Records from a data collection
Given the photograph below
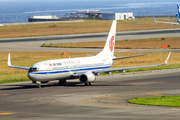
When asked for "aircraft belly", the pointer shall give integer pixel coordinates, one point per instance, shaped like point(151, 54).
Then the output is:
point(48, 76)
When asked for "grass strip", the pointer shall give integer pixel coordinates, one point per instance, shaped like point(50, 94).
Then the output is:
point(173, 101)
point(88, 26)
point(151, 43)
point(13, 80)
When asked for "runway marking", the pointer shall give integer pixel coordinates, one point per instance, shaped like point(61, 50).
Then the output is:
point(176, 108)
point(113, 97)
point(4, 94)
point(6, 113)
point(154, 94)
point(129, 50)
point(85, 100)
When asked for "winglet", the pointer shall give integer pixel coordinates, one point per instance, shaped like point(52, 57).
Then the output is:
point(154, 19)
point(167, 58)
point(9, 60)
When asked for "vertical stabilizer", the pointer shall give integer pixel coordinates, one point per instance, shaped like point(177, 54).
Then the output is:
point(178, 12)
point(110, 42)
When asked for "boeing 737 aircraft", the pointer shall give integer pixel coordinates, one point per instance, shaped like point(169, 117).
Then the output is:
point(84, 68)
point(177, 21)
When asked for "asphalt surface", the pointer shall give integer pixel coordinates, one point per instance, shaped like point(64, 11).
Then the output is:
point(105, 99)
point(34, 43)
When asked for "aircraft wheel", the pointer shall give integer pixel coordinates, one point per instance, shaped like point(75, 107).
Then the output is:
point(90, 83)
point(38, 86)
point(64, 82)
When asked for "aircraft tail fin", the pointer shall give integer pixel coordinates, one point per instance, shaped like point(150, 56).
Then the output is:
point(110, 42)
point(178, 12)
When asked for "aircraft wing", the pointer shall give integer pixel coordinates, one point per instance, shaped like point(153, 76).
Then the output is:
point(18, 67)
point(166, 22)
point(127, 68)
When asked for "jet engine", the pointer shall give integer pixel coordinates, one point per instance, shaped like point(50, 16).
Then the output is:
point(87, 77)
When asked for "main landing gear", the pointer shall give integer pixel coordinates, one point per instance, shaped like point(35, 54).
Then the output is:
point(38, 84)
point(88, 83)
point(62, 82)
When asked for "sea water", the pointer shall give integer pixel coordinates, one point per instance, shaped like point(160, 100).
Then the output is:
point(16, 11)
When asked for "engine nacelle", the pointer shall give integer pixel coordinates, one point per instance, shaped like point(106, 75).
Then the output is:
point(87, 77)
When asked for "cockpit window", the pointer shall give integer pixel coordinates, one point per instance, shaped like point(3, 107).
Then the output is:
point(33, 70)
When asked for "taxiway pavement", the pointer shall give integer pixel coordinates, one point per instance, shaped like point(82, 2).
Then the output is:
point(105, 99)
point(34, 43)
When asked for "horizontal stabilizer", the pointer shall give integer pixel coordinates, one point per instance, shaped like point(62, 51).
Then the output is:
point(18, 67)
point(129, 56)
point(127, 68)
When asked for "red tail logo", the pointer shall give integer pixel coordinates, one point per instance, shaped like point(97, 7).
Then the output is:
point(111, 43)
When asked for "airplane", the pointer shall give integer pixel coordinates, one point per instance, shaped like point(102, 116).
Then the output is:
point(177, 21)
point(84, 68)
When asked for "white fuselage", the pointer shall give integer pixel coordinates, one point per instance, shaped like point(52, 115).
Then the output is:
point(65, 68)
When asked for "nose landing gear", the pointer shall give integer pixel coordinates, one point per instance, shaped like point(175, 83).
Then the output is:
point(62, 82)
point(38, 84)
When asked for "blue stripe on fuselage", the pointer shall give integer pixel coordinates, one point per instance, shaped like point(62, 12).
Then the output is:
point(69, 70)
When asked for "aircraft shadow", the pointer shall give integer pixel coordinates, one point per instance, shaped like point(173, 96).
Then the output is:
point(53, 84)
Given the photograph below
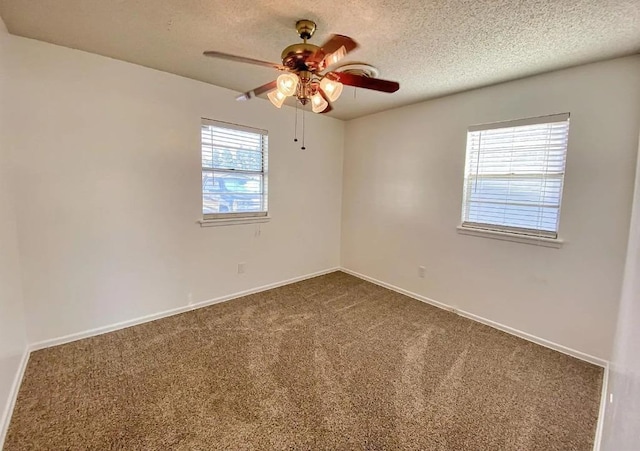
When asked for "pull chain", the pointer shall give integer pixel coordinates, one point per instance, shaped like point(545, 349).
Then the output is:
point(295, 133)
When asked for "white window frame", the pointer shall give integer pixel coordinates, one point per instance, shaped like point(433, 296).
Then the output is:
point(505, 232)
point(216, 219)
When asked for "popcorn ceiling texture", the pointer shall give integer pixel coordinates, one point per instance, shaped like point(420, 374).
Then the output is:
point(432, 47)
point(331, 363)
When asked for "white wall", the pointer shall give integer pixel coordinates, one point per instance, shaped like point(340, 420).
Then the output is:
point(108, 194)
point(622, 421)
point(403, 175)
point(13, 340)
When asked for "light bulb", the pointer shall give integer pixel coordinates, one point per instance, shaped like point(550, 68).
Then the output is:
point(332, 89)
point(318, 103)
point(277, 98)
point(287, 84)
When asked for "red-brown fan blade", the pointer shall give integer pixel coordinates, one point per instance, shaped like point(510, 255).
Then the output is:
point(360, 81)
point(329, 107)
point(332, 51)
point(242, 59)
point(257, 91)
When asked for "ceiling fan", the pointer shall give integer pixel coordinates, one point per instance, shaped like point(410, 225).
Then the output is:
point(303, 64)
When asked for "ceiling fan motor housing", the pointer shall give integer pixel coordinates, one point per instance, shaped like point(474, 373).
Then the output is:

--

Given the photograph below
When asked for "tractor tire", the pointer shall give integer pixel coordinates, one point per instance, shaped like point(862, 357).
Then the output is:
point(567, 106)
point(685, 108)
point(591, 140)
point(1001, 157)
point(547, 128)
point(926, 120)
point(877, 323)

--

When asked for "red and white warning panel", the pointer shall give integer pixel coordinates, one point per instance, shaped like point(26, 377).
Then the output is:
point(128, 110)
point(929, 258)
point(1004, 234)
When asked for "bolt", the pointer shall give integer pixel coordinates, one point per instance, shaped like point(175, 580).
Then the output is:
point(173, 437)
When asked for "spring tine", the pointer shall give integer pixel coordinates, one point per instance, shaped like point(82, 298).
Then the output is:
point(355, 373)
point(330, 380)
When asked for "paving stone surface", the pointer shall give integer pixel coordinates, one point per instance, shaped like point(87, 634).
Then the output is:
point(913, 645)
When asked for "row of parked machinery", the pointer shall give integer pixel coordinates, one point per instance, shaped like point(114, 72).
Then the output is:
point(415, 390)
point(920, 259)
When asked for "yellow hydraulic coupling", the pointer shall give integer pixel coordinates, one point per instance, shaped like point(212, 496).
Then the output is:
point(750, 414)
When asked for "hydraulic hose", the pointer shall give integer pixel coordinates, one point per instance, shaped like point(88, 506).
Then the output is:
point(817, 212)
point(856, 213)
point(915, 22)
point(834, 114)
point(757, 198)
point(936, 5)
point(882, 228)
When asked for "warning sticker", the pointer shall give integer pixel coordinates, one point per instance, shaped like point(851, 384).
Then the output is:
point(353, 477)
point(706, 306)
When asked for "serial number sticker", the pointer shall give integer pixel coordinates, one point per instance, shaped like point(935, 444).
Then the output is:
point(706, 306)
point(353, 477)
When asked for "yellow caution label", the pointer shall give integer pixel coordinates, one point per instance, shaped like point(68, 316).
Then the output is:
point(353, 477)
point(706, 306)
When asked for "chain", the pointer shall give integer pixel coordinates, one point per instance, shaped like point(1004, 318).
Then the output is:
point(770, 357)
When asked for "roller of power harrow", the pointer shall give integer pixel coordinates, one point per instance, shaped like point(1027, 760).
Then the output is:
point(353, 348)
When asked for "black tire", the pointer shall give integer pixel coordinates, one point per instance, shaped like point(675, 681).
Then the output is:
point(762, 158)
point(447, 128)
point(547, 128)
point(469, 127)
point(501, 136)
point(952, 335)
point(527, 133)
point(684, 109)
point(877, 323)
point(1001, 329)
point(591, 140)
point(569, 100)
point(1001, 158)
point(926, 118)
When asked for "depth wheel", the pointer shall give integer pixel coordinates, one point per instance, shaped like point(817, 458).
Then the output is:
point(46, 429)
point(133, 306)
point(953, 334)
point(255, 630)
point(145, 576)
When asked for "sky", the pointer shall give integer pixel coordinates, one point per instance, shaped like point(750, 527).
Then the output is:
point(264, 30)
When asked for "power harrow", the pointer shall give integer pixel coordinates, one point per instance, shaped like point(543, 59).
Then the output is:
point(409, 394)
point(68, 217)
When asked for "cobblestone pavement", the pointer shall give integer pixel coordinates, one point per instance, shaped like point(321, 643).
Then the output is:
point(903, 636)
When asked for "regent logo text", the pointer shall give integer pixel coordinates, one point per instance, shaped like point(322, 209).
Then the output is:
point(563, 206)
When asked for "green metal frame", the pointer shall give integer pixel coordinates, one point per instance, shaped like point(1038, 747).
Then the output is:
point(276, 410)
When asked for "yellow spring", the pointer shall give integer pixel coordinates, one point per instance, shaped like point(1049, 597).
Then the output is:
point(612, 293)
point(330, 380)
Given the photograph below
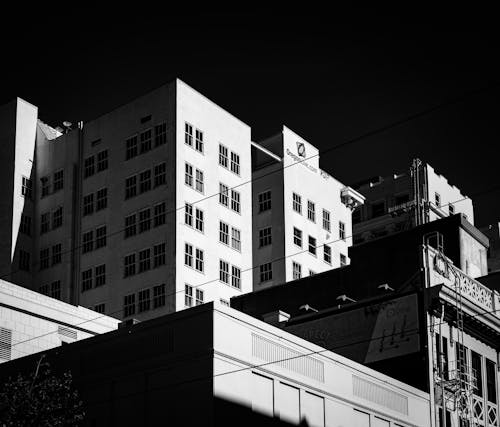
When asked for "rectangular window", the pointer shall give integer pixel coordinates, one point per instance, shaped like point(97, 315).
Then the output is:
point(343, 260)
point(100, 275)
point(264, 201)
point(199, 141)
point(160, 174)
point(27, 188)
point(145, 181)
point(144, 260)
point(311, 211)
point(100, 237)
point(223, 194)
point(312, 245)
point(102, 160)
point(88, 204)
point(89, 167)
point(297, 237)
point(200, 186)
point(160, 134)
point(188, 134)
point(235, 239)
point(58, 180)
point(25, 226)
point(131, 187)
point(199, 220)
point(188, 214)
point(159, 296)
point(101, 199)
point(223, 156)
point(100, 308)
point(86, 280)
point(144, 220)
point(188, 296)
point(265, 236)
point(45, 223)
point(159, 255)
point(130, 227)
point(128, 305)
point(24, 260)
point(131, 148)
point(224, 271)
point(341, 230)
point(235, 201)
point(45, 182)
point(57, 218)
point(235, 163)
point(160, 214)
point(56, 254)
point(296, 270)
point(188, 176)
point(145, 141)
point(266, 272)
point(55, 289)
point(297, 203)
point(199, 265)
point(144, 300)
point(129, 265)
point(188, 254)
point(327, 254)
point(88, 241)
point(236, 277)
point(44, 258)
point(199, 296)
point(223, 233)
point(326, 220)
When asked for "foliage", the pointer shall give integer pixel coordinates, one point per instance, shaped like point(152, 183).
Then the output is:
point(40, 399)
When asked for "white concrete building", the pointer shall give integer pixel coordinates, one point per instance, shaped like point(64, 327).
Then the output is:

PROBLEM STATEMENT
Give the data as a numbered list with blank lines left out. Begin at the line that contains "like point(675, 681)." and stop after the line that contains "point(264, 30)".

REPLY TO THE EXERCISE
1. When asked for "black tire", the pointer shall give integer pixel coordinates, one point per instance, shaped like point(675, 681).
2. Then the output is:
3. point(762, 158)
4. point(447, 128)
5. point(547, 128)
6. point(469, 127)
7. point(501, 136)
8. point(952, 335)
9. point(527, 133)
10. point(684, 109)
11. point(877, 323)
12. point(1001, 329)
13. point(591, 140)
14. point(569, 100)
15. point(1001, 158)
16. point(926, 118)
17. When asked for "depth wheel", the pointer shall give integer pixel coordinates, one point per instance, shaped like point(817, 458).
18. Then the output is:
19. point(46, 429)
20. point(133, 306)
21. point(953, 334)
22. point(255, 630)
23. point(145, 576)
24. When asked for "sky", the pointer shall give integer pixel coordinates, one point per instance, shaped like point(750, 527).
25. Then the output is:
26. point(264, 30)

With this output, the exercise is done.